● **TASK PROMPT**: All of the data should be reproduced word for word, though its pictures must be omitted.

****

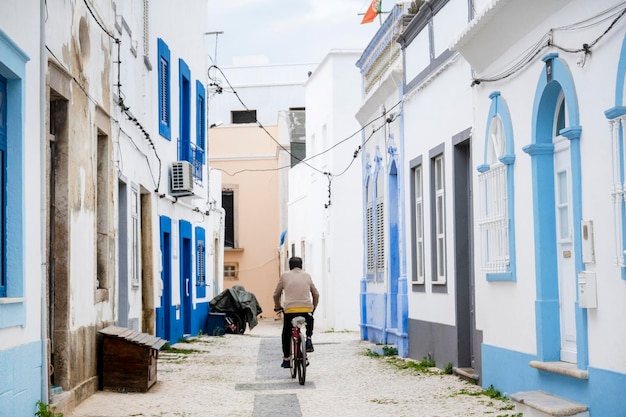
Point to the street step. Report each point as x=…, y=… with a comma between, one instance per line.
x=541, y=404
x=468, y=374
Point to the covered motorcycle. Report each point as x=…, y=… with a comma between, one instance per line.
x=240, y=307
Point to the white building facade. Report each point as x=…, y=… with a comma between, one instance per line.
x=548, y=82
x=438, y=125
x=106, y=116
x=23, y=348
x=324, y=194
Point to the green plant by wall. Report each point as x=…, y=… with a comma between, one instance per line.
x=44, y=410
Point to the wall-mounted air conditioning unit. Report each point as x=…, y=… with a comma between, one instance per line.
x=181, y=177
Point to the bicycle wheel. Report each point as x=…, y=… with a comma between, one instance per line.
x=292, y=357
x=302, y=359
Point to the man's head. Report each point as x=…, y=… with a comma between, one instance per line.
x=295, y=262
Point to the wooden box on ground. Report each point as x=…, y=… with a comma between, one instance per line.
x=129, y=359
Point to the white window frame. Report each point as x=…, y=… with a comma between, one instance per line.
x=439, y=217
x=418, y=184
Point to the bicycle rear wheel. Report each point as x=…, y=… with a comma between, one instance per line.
x=302, y=361
x=292, y=356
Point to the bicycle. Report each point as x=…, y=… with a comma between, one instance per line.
x=297, y=349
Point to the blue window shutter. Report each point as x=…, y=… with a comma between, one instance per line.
x=200, y=120
x=3, y=148
x=165, y=122
x=185, y=111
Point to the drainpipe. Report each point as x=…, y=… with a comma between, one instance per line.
x=386, y=202
x=43, y=137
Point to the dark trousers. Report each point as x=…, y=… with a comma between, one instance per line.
x=287, y=326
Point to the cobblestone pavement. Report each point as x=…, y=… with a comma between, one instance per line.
x=240, y=375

****

● **FINISHED TASK**:
Point to the street step. Report each point as x=…, y=… with a comma between, one instance per line.
x=541, y=404
x=468, y=374
Point to the covered motorcycle. Report each point as x=…, y=… with a comma between, one instance per line.
x=240, y=307
Point to the white building facade. Report each point as x=…, y=… with a comma between, one instance per line.
x=548, y=82
x=438, y=125
x=106, y=116
x=23, y=348
x=324, y=194
Point to the green plant by wall. Report each point as x=…, y=… with a comma between, one instance per line.
x=44, y=410
Point to the wall-mounted air conditioning unit. Report each point as x=…, y=… with a comma between, one instance per line.
x=181, y=177
Point to the bicycle wheel. Report each point as x=…, y=… with a comma between, one instance per line.
x=292, y=357
x=302, y=359
Point to the man's head. Report each point as x=…, y=… with a comma between, one instance per line.
x=295, y=262
Point to the wooden box on ground. Report each point as x=…, y=… with a comma between, one instance per line.
x=129, y=359
Point to the white window frame. Report each point as x=…, y=… with a comma between, one instance per line.
x=439, y=217
x=418, y=184
Point to the bicycle rear wheel. Report each point as x=…, y=… with a comma between, one instance per line.
x=302, y=361
x=292, y=356
Point to the bicycle. Report each point as x=…, y=… with a comma between, one instance per line.
x=297, y=349
Point to the blue window shutter. Report each point as x=…, y=… with a comma between, one instance per line.
x=200, y=120
x=3, y=148
x=165, y=122
x=185, y=111
Point to the drainpipe. Report each point as x=…, y=… with a comma between, one instance per line.
x=386, y=202
x=43, y=137
Point to the dark trousers. Report each point as x=…, y=… with a comma between, one instance per line.
x=287, y=326
Point to the cobblestone pavement. Report each point as x=…, y=… with a comma between, one instance per line.
x=240, y=375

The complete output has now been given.